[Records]
• • • • • • •
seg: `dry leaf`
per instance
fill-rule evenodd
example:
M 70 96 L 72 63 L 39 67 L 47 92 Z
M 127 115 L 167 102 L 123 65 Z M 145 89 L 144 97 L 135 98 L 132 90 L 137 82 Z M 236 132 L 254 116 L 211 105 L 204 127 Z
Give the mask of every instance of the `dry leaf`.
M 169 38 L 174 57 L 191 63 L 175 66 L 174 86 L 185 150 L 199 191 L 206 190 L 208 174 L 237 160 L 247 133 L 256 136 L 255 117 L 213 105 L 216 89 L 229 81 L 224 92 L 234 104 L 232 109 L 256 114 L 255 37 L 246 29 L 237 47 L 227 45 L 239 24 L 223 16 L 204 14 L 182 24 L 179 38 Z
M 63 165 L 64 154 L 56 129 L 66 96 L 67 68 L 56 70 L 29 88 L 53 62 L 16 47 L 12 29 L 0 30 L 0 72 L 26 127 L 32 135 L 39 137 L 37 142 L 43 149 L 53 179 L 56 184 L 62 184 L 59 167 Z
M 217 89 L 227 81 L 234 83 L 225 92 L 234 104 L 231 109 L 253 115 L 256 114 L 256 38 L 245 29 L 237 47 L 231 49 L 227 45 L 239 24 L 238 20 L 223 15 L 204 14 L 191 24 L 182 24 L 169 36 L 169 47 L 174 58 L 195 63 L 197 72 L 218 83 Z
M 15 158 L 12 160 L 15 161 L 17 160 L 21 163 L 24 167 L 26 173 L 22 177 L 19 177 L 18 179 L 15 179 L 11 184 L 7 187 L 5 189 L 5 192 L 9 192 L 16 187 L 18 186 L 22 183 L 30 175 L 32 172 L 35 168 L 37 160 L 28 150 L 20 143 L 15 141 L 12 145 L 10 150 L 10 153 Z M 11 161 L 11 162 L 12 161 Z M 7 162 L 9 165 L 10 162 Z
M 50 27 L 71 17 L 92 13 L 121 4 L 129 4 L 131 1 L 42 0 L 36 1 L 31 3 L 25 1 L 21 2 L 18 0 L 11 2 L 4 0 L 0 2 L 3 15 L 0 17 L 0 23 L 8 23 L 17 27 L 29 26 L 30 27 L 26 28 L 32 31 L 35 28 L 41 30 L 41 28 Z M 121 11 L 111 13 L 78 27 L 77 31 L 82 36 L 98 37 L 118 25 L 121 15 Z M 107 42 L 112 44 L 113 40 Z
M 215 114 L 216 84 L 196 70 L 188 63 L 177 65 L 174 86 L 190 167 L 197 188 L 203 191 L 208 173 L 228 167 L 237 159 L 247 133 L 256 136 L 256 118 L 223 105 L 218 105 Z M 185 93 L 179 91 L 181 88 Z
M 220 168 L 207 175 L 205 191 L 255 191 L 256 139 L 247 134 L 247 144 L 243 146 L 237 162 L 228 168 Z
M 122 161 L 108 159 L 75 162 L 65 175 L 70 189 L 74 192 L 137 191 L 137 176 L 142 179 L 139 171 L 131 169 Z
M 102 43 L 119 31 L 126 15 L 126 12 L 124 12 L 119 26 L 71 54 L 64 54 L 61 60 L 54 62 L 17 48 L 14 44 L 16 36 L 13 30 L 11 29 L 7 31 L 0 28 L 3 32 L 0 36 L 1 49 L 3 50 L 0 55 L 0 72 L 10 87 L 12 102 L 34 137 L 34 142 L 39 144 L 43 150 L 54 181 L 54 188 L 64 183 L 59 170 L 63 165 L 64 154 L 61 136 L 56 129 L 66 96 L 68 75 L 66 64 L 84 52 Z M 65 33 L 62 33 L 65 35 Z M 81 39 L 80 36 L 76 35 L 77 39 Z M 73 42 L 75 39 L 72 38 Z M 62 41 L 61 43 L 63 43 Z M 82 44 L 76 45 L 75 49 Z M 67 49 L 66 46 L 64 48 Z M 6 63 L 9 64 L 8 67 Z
• • • • • • •
▶ Directions: Copy every line of the listing above without changing anything.

▶ Exercise answer:
seg: `dry leaf`
per instance
fill-rule evenodd
example:
M 70 96 L 72 63 L 39 67 L 47 92 Z
M 127 115 L 167 102 L 123 65 Z M 145 89 L 144 97 L 135 98 L 132 90 L 137 82 Z M 236 132 L 254 116 L 211 105 L 204 127 Z
Give the mask of every instance of the `dry leaf`.
M 169 38 L 174 57 L 191 63 L 175 66 L 174 86 L 185 150 L 199 191 L 206 190 L 208 174 L 237 160 L 247 133 L 256 136 L 255 117 L 213 105 L 216 89 L 229 81 L 224 92 L 234 104 L 232 109 L 256 114 L 255 37 L 246 29 L 237 47 L 227 45 L 239 24 L 223 16 L 204 14 L 182 24 L 179 38 Z
M 63 165 L 64 154 L 56 129 L 66 96 L 67 68 L 56 70 L 29 88 L 53 62 L 16 47 L 12 29 L 0 30 L 0 72 L 26 127 L 32 135 L 39 137 L 37 142 L 43 149 L 53 179 L 56 184 L 62 184 L 59 167 Z
M 217 89 L 227 81 L 234 83 L 225 92 L 234 104 L 231 109 L 253 115 L 256 114 L 256 38 L 245 29 L 237 47 L 231 49 L 227 45 L 239 24 L 238 20 L 223 15 L 204 14 L 191 24 L 182 24 L 169 36 L 169 47 L 174 58 L 195 63 L 197 72 L 218 83 Z
M 15 158 L 12 160 L 15 161 L 17 160 L 21 163 L 24 167 L 26 173 L 22 177 L 19 177 L 18 179 L 15 179 L 11 184 L 7 187 L 5 189 L 5 192 L 9 192 L 16 187 L 18 186 L 22 183 L 30 175 L 32 172 L 35 168 L 37 160 L 28 150 L 20 143 L 15 141 L 12 145 L 10 150 L 10 153 Z M 11 161 L 11 162 L 12 161 Z M 7 162 L 9 165 L 10 162 Z
M 50 27 L 71 17 L 92 13 L 121 4 L 129 4 L 131 1 L 42 0 L 36 1 L 31 3 L 25 1 L 21 2 L 18 0 L 11 2 L 4 0 L 0 2 L 3 15 L 0 17 L 0 23 L 8 23 L 17 27 L 29 26 L 30 27 L 26 28 L 32 31 L 35 28 L 41 30 L 41 28 Z M 121 11 L 111 13 L 78 27 L 77 31 L 82 36 L 98 37 L 118 25 L 121 15 Z M 107 42 L 112 44 L 113 40 Z
M 215 114 L 216 84 L 196 70 L 188 63 L 177 65 L 174 86 L 190 167 L 197 188 L 203 191 L 208 173 L 228 167 L 237 159 L 247 133 L 256 136 L 256 118 L 223 105 L 218 105 Z M 185 93 L 179 91 L 181 88 Z
M 220 168 L 207 175 L 205 191 L 255 191 L 256 139 L 247 134 L 247 144 L 243 146 L 237 162 L 228 168 Z
M 122 161 L 108 159 L 75 162 L 65 175 L 70 189 L 74 192 L 137 191 L 137 176 L 142 179 L 139 171 L 131 169 Z
M 102 43 L 119 31 L 126 15 L 126 12 L 124 12 L 119 26 L 71 54 L 64 54 L 61 60 L 54 62 L 17 48 L 14 44 L 16 36 L 13 30 L 11 29 L 7 31 L 0 28 L 3 32 L 0 36 L 1 49 L 3 50 L 0 55 L 0 72 L 10 87 L 12 102 L 34 137 L 34 142 L 39 144 L 43 150 L 54 181 L 54 188 L 64 183 L 59 170 L 63 165 L 64 154 L 61 136 L 56 129 L 66 96 L 68 75 L 66 64 L 84 52 Z M 65 33 L 62 33 L 65 35 Z M 81 39 L 80 36 L 76 35 L 77 39 Z M 73 42 L 75 39 L 72 38 Z M 62 41 L 61 43 L 63 43 Z M 82 44 L 76 45 L 75 49 Z M 67 49 L 66 46 L 64 48 Z M 6 63 L 9 64 L 8 67 Z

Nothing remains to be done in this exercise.